— SET TASK —
Shift every answer coordinate by adding 26 to each of its numbers, and write out all the entries below again with their requests.

— DATA —
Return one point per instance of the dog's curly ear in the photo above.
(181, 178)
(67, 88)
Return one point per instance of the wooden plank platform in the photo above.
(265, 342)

— SOLUTION TO THIS PROBLEM —
Return one point per instance of the dog's curly ear in the photo above.
(207, 204)
(93, 114)
Return one point per instance of the wooden plank platform in the photo above.
(291, 368)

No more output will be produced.